### Exercise details
Repeat the listing word for word. No pictures belong in the copy.

### Exercise material
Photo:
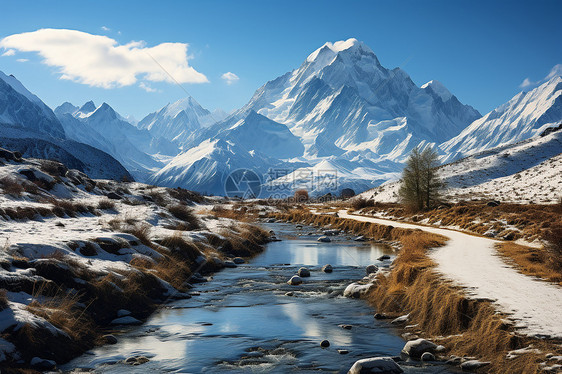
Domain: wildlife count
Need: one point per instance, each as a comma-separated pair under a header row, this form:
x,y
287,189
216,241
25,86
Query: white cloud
x,y
147,88
555,71
100,61
526,83
230,77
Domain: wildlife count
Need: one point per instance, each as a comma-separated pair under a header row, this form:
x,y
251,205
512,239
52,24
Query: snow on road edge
x,y
473,263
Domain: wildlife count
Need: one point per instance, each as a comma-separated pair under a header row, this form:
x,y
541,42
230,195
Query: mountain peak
x,y
88,107
349,45
106,111
439,89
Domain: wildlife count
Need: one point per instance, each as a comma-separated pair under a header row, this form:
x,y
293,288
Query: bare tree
x,y
420,182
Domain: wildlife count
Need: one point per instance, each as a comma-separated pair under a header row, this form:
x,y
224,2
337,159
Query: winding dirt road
x,y
472,262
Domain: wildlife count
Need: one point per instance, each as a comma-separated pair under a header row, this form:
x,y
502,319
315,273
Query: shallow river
x,y
242,321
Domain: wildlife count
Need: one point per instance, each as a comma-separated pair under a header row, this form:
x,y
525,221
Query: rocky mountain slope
x,y
526,115
30,127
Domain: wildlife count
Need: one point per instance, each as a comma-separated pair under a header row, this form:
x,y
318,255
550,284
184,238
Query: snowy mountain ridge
x,y
178,121
526,115
524,172
102,127
29,126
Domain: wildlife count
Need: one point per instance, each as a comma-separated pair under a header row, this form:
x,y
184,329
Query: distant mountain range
x,y
340,120
29,126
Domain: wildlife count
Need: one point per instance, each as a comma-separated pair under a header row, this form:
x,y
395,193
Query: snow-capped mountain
x,y
528,171
103,128
177,121
254,142
526,115
341,115
342,97
29,126
206,167
21,109
259,133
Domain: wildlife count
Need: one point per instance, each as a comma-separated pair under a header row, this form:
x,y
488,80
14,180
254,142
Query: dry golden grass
x,y
186,215
105,204
531,261
441,311
532,221
11,186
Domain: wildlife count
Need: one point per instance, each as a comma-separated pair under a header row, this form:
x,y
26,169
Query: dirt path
x,y
472,262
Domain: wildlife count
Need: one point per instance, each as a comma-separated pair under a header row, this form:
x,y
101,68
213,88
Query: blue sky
x,y
481,50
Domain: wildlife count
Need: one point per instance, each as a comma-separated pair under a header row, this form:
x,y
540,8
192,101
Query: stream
x,y
241,321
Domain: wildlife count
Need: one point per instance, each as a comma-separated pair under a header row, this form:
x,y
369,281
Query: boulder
x,y
109,339
416,348
379,365
127,320
472,365
123,313
9,155
380,316
327,268
491,233
114,196
303,272
371,269
331,232
295,280
401,319
42,364
428,356
356,290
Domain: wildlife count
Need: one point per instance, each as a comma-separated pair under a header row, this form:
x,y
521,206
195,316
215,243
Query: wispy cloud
x,y
147,88
100,61
555,71
230,77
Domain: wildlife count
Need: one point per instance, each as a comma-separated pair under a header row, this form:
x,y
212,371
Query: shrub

### Solution
Photo:
Domain: wildlife count
Need: one point per instance, each as a comma-separated pair under a header row, this form:
x,y
287,189
216,241
25,86
Query: white cloud
x,y
147,88
555,71
100,61
526,83
230,77
Domain: wildlife count
Need: one point per instance, each as a comma-separated pair under a header row, this form:
x,y
251,205
512,239
52,24
Query: snow on road edge
x,y
473,263
Domain: wildlife count
Need: one point per instance, each as a comma-separated pair under a header row, this form:
x,y
541,42
230,195
Query: mountain peak
x,y
88,107
349,45
106,111
439,89
Domain: wildlife count
Need: one point per instance, each as a comma-separated pair under a header row, this form:
x,y
293,288
Query: bare tree
x,y
420,182
Domain: wildlife count
Need: one point per instance, each as a comma-separated pair under a header row, this form:
x,y
224,2
337,159
Query: winding dirt road
x,y
472,262
Domain: wildlife count
Need: one point per instance, each as a comma-separated pair under a header row, this form:
x,y
502,319
315,273
Query: shallow river
x,y
242,321
Domain: wildlife count
Need: one point per instance, each as a comma-separated pair under a header row, this form:
x,y
525,221
Query: rocky mountain slope
x,y
526,115
30,127
Domain: wildlife count
Need: one point per instance, each as a comma-separated pair under a header row, this form:
x,y
318,255
550,284
184,238
Query: snowy mountain ridge
x,y
178,121
526,115
524,172
102,127
29,126
Domain: wildlife count
Need: one point per instance, each as a comma-separated pair under a header row, this form:
x,y
184,329
Query: distant mountain range
x,y
340,120
29,126
Domain: wildlife count
Need: one point per instance, each as a comma-separated pair under a header row, this form:
x,y
395,193
Query: snow-capped mountain
x,y
528,171
103,128
177,121
254,142
526,115
341,115
342,97
29,126
206,167
21,109
259,133
Domain: wildlife count
Need: one point per instance, each as a comma-separated pair under a header row, this form:
x,y
488,80
14,180
254,142
Query: dry golden grass
x,y
186,215
105,204
531,261
441,311
532,221
11,186
Domain: wildlife count
Need: one point per instance, each as a comma-separated pair under a header row, this form:
x,y
26,169
Query: dirt path
x,y
472,262
Domain: wildlife count
Need: one point per instance, each as a comma-separated pair under a header row, this form:
x,y
101,68
213,88
Query: blue sky
x,y
481,50
Domain: wildlife count
Need: one point per instance, each as a comma-separated pair under a header row, this form:
x,y
540,8
192,101
Query: stream
x,y
241,321
Domain: wildlife count
Need: one point per instance, each as a comma-separated pair under a header row, this form:
x,y
369,281
Query: boulder
x,y
109,339
416,348
379,365
127,320
472,365
123,313
9,155
380,316
327,268
491,233
114,196
303,272
371,269
331,232
295,280
401,319
42,364
428,356
356,290
Domain: wildlife count
Need: one point per instance, each as a comma-separated pair under a header row, this form:
x,y
521,206
195,316
215,243
Query: wispy cloud
x,y
147,88
100,61
555,71
230,77
Domain: wildlife count
Need: one point per instance, each as a comma-separated pair under a header row, this form:
x,y
212,371
Query: shrub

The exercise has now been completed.